**EXERCISE AIM**
Carry on the article about colistin-resistant E. coli from the point where it stops.

**READING TEXT**
========================================================================

A type of bacteria first identified in Chinese pigs now is causing concern in the U.S. due to its resistance to an antibiotic currently seen as a last-ditch effort.
"An E. coli bacterium has been found that has acquired resistance to colistin," says Sankar Swaminathan, MD, the director of the Division of Infectious Diseases for University of Utah Health. "Colistin is an antibiotic that is used to treat some bacteria resistant to multiple antibiotics."
The bacteria were found in a woman in Pennsylvania who had not traveled outside of the U.S. recently. In this case, the patient is fortunate, because the E. coli strain can be treated with other, less toxic antibiotics. But researchers still are concerned about the spread of the gene causing the resistance, due to its potential to spread. "This gene, mcr-1, is on a mobile DNA circle that can be transmitted among bacteria," says Swaminathan. "If mcr-1 becomes more widespread, the potential exists for bacteria that are untreatable by antibiotics."
Gram-negative bacteria are of particular concern for acquiring the mcr-1 mutation. "These are bacteria that commonly reside in the gastrointestinal tract and cause many common infections such as urinary tract infections," says Swaminathan.

========================================================================

**Extracted data entries**
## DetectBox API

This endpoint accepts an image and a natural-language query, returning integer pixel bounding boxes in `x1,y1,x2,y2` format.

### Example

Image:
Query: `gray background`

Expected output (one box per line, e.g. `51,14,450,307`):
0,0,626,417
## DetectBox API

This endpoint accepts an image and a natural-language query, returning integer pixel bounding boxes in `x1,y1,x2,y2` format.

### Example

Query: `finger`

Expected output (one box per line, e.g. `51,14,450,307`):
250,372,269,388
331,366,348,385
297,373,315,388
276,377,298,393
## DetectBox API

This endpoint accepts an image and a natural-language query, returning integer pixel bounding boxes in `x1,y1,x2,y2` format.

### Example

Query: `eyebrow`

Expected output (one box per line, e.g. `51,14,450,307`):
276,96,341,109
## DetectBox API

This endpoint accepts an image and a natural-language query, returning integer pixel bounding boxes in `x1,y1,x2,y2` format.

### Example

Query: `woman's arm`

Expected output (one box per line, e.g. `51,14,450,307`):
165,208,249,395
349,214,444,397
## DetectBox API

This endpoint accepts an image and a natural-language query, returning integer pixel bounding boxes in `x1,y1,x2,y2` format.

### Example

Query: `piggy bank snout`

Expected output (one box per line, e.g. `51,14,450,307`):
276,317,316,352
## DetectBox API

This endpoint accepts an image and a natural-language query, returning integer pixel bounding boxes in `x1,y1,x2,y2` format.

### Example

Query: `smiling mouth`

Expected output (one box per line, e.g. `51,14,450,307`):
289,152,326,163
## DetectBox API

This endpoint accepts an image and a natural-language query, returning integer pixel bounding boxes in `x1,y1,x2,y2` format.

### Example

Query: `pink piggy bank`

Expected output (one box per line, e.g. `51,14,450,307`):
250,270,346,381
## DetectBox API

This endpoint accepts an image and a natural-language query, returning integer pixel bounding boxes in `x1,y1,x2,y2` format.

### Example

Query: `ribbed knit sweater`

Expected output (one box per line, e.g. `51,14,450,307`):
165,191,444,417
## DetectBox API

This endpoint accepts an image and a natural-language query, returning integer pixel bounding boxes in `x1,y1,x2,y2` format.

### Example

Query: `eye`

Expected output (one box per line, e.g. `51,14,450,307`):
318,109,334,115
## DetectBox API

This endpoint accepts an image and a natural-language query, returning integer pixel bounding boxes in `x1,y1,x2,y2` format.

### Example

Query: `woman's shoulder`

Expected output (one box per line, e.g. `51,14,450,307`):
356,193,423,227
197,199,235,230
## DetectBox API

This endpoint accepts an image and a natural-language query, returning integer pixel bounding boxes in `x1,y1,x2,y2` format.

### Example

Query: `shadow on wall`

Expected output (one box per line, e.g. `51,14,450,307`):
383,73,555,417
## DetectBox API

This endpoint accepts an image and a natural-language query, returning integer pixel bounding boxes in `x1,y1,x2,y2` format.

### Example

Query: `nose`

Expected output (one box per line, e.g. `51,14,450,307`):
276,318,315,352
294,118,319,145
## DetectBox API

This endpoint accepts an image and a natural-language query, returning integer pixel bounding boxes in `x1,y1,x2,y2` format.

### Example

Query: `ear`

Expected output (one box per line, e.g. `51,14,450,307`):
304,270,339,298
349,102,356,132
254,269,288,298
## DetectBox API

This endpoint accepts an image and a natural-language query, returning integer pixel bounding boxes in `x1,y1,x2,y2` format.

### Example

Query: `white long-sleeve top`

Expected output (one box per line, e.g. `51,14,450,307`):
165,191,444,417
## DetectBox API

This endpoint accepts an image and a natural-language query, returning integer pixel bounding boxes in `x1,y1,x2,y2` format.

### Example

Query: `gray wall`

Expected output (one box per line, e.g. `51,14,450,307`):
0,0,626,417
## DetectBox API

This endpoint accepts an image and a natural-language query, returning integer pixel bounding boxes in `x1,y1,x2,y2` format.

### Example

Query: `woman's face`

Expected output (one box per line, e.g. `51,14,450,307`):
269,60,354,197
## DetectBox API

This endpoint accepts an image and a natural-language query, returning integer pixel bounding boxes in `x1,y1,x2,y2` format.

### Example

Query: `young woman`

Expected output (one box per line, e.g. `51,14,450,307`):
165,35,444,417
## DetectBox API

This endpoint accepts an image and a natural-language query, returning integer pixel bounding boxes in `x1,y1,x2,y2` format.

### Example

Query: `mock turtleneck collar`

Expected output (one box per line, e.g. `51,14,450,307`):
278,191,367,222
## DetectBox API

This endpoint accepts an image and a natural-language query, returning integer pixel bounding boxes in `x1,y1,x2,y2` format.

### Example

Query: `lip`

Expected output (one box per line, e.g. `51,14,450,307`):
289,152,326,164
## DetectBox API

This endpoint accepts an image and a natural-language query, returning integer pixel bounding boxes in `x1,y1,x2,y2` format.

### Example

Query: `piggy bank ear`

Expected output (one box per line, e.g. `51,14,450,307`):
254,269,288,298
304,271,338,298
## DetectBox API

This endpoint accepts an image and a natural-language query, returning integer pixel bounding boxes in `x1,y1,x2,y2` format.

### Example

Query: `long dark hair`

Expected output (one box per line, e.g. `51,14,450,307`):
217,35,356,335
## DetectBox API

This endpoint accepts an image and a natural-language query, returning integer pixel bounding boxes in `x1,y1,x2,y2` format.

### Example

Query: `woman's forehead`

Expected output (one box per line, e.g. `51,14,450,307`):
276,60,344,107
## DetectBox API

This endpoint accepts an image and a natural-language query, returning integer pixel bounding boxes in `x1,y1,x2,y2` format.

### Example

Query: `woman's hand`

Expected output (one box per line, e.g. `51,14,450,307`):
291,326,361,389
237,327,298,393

========================================================================

**ANSWER SECTION**
So, how did a resistance gene make its way from the fields of China to the U.S.? The answer is, we don't know. However, more is known about how the mutation may have developed. "Because colistin is an old drug, and inexpensive, it has been widely used in agriculture," says Swaminathan. "Antibiotics are used to increase weight gain in animals and to prevent the deleterious effects of intensive factory farming. This highlights the need to reduce unnecessary antibiotic use, not only in medicine but in agriculture."
The reduction of antibiotic overuse is only one part of the solution when it comes fighting bacteria that have developed resistance. After all, there are times when antibiotics are badly needed. As bacteria mutate, new antibiotics need to be developed to fight them. However, development is slow due, in part, to financial issues. "Antibiotics, while invaluable, are not the most profitable drugs for commercial development," says Swaminathan. "Pharmaceutical companies are most interested in drugs that have to be taken every day for the rest of your life."
It may take the government stepping in to make antibiotic research happen, he adds. Legislation is in the works, including federal initiatives to encourage the development of new antibiotics. But it has been slow to pass. "Public support for development of new antibiotics will be helpful," says Swaminathan. "The Infectious Diseases Society of America (IDSA) has been very active in trying to facilitate antibiotic development."